TASK OBJECTIVE: The entries below are to be copied exactly, with nothing left out.

Referring expression pointing data
○ ○ ○
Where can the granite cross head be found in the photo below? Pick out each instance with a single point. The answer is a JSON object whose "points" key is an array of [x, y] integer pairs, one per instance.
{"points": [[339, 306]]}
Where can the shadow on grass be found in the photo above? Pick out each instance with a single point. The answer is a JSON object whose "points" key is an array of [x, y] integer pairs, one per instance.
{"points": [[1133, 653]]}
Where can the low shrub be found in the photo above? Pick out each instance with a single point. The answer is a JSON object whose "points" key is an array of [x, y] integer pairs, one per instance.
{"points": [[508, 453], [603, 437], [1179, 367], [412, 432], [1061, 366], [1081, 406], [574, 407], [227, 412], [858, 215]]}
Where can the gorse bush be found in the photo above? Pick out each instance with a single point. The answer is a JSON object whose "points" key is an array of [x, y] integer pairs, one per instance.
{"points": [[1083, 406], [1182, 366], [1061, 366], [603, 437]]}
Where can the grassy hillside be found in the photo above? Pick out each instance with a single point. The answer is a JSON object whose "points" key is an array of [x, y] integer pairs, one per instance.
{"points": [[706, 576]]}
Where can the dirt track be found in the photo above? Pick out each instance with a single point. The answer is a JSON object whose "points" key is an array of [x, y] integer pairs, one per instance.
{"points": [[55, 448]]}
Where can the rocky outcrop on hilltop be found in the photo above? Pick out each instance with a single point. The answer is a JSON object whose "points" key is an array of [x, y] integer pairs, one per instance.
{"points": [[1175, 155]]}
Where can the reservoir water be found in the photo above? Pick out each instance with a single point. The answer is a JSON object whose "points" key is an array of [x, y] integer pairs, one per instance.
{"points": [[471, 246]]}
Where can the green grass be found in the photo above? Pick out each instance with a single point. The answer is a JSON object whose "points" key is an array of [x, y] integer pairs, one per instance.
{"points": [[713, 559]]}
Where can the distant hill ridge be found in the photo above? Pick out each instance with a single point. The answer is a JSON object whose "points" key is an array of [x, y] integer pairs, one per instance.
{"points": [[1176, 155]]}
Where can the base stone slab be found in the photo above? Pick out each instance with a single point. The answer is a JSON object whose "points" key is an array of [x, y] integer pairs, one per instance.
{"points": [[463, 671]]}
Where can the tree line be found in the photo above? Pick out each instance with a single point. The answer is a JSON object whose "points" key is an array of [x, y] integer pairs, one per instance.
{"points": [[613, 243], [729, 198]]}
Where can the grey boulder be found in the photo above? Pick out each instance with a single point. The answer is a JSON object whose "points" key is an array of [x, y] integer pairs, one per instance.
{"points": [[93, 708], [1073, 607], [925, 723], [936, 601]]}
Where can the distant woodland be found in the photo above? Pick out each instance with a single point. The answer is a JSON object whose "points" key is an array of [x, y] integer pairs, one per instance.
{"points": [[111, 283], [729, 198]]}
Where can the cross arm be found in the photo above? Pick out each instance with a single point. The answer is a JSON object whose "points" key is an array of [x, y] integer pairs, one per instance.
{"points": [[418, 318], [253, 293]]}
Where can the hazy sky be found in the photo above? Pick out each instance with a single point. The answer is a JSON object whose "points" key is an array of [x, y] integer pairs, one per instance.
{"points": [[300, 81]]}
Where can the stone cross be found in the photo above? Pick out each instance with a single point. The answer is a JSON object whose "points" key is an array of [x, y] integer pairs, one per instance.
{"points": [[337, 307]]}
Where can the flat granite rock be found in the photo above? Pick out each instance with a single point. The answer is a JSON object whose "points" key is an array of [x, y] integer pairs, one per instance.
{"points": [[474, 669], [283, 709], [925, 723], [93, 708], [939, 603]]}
○ ○ ○
RESULT:
Where can the granite cross head be found in the photo below? Pick out each instance with a single point. The answer is a JSON object whose "points" key is an array of [x, y] integer pairs, one per instance.
{"points": [[339, 306]]}
Where can the shadow on grass be found in the photo above? Pick out each instance with a single point. The answer is a JSON object whose "points" key is an array of [x, y] integer pairs, one per instance.
{"points": [[1133, 653]]}
Where can the low shrub be found in the photo above? Pick out each instance with a single point. The answer is a JSON object whose "points" key is an array of [x, y] integer pairs, one per instance.
{"points": [[508, 453], [603, 437], [1179, 367], [412, 432], [1061, 366], [1081, 406], [574, 407], [227, 412], [858, 215]]}
Where can the gorse bush be found in the photo above? Pick out each instance with a single point. The answer is a JSON object whose "points" key is an array of [x, y] integer pairs, one per instance.
{"points": [[1083, 406], [1182, 366], [1061, 366], [603, 437]]}
Where can the grassy hillside be found in the photo above? Pick out each instance with a single point. The answer is a JSON object whose "points" key is an array of [x, y] integer pairs, one per instance.
{"points": [[706, 576]]}
Where can the dirt track be found in the photo above? Pick out each instance with a single point. The answer is a JSON object whose "points" key is an array of [x, y] integer pairs, one per instance.
{"points": [[55, 448]]}
Where can the rocky outcrop on hilltop be found in the photo above? Pick out each instance with a single point. The answer is a JSON object whose "points" key is an array of [x, y] integer pairs, one per instance.
{"points": [[1175, 155]]}
Where can the reservoir water be found in the photo above? Pick out each instance with a single point. The answer is a JSON object whose "points" key is an array of [x, y] integer pairs, one per instance.
{"points": [[471, 246]]}
Where can the green grass be found in the photo above? Pick out each instance with a single point. The answer is a JSON object whose "points" key is an array of [x, y] integer pairs, one per instance.
{"points": [[713, 559]]}
Where can the distant hill ridge be found in the photo above? Pick out each instance with a single point. The answer is a JSON object whose "points" key is an array of [x, y] integer pairs, one per instance.
{"points": [[1176, 155]]}
Where can the base stone slab be found in the photo above? Pick out each instance with a single point. The answer is a JSON object whose "points" key is an array of [x, y] integer pairs, one per instance.
{"points": [[463, 671]]}
Where can the tree line be found in the photo above? Pick out each instance with a single point. The answer is a JSON object whose "points" key is an array of [x, y] integer pairs, one per instance.
{"points": [[613, 243], [729, 198]]}
Where can the grey boulder be found in the photo above? Pick out each instance with a single point. The answer is a JSON object whose "points" key is an array of [x, y] integer pairs, one per instance.
{"points": [[93, 708], [1073, 607], [925, 723], [936, 601]]}
Where can the distant woodland be found in the photo above? Pick out each instance with a single point. The answer is a JSON object whose "points" key is an array of [x, y] integer pairs, one per instance.
{"points": [[111, 283], [729, 198]]}
Where can the cross arm be found in the photo above? Pick out each instance with a single point. The answer is a JSON object whose "points" key is an array of [x, y] integer pairs, one per instance.
{"points": [[418, 318], [253, 293]]}
Where can the hazy sky be found in the photo above? Pick out each instance with a single point. The answer is a JSON object whose "points" key is an array of [x, y] integer pairs, one per instance.
{"points": [[300, 81]]}
Where can the stone cross be found in the photo above? Pick out each instance with a single point. The answer is a JSON object whose "points" key is an array of [x, y] integer pairs, one per instance.
{"points": [[337, 307]]}
Where can the flat granite rock be found in the photo above? Pick out each instance with a single point. The answer is a JSON object whose "points" key is an array of [x, y] integer pairs, one per instance.
{"points": [[474, 669], [283, 709], [925, 723], [93, 708], [939, 603]]}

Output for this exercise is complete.